▶ HOW TO COMPLETE THIS TASK: Transcribe the records that follow in their entirety, omitting any pictures.

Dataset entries
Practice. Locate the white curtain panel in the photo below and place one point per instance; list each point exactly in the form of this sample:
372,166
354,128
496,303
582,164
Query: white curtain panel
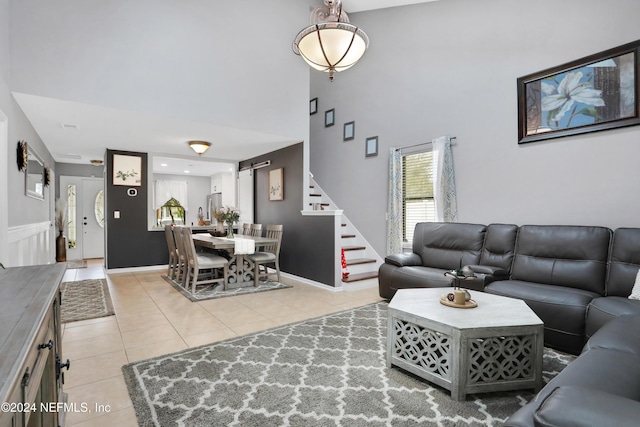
394,210
165,189
444,185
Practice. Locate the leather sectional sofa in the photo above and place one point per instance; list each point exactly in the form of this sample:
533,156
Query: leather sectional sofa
599,388
575,278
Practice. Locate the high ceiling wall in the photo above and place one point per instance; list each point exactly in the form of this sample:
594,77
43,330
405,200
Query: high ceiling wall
223,63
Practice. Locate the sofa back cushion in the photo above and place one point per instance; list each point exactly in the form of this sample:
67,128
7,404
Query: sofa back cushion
499,245
448,245
571,256
624,261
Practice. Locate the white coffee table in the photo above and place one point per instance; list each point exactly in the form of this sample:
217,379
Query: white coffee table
496,346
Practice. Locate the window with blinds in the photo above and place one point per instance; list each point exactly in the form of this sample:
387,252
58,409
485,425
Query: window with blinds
417,192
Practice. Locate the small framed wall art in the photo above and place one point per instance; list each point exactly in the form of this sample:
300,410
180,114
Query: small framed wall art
371,146
276,184
127,170
349,131
329,118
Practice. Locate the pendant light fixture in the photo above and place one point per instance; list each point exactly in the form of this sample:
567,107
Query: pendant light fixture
330,43
199,146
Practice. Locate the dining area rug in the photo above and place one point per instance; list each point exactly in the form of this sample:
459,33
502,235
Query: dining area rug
215,290
328,371
85,299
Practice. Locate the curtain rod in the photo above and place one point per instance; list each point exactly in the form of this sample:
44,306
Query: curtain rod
417,145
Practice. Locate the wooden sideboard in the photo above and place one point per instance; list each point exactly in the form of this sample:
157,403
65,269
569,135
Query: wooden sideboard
30,346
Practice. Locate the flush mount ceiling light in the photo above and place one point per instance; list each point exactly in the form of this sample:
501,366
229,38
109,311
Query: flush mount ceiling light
199,146
330,43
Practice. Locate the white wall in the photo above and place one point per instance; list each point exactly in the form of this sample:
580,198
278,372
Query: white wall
450,68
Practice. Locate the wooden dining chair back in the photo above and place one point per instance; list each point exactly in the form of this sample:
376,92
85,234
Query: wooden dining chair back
202,267
255,230
270,253
173,254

▶ RESPONSE BELOW:
Practice. Locate the white curtain panel in the photo below and place one point per instance; list each point exactly in the form of this sample:
372,166
354,128
496,303
582,164
Query: white curtain panel
394,210
165,189
444,185
Practice. Locate the leather sectional sofa in the photo above and place one point per instance; list each point exactly in the form of this sample:
533,156
Query: leather sectional sofa
599,388
575,278
Practice. Locate the high ceiling wall in the photo above and place one point per instance; list each point exactly in the form of this sample:
594,77
43,330
405,200
Query: high ceiling wall
223,63
Practice. Locate the sofa back cushion in the photo above and place one point per instance; list each point exactly in the form of this sample:
67,128
7,404
Query: sofa back cushion
499,245
448,245
571,256
624,261
Practice. Locate the white coffee table in the photo above and place one point per instance; list each point exactly in the form of this sample:
217,379
Query: white coffee table
496,346
Practice. Locate the window with blinds in the photo above and place one point per instance; list each point exactly in the form of this sample:
387,252
58,409
485,425
Query: window with blinds
417,192
Practice. Locate the small framed wall art in the photo above and place one point per instance; list each point exactly in the form of this sample:
300,410
180,114
Query: small framed wall art
371,146
276,184
127,170
349,131
329,118
Practice. Locate the pendant light fixture in the photo above and place one point per instance; list each point exactly in the form of this sample:
567,107
Query: pendant light fixture
330,43
199,146
Practice. Locate the dining area rug in the photo above and place one point per instance; list each point exactly in the form of this sample:
459,33
502,235
Query: dining area rug
215,290
328,371
85,299
Practice. Locate the curtain rod in the photo above and place one point per instance; list each point exactly in the form of this sample:
44,306
Query: curtain rod
417,145
Practice. Locate the wooden sideboard in the photo above and place one point per instance; list each point exactly in the form of this sample:
157,403
65,269
569,135
Query: wooden sideboard
30,346
Practice. Locate the flush mount ceiling light in the photo above and place one point per instance; list each point exactly in the form of this sample:
501,366
229,38
109,311
Query: flush mount ceiling light
199,146
330,43
Practice. Locate the white wall in the photo above and place one point per instance; list each point exactly in the form of this sample:
580,198
278,372
Query: white wall
450,68
Practice. Locate the wooden dining chair back in the photo above and place one point per instance; list each point exactly in the form of this sample:
376,92
85,234
Query: wooden dining chair back
202,267
255,230
270,253
173,254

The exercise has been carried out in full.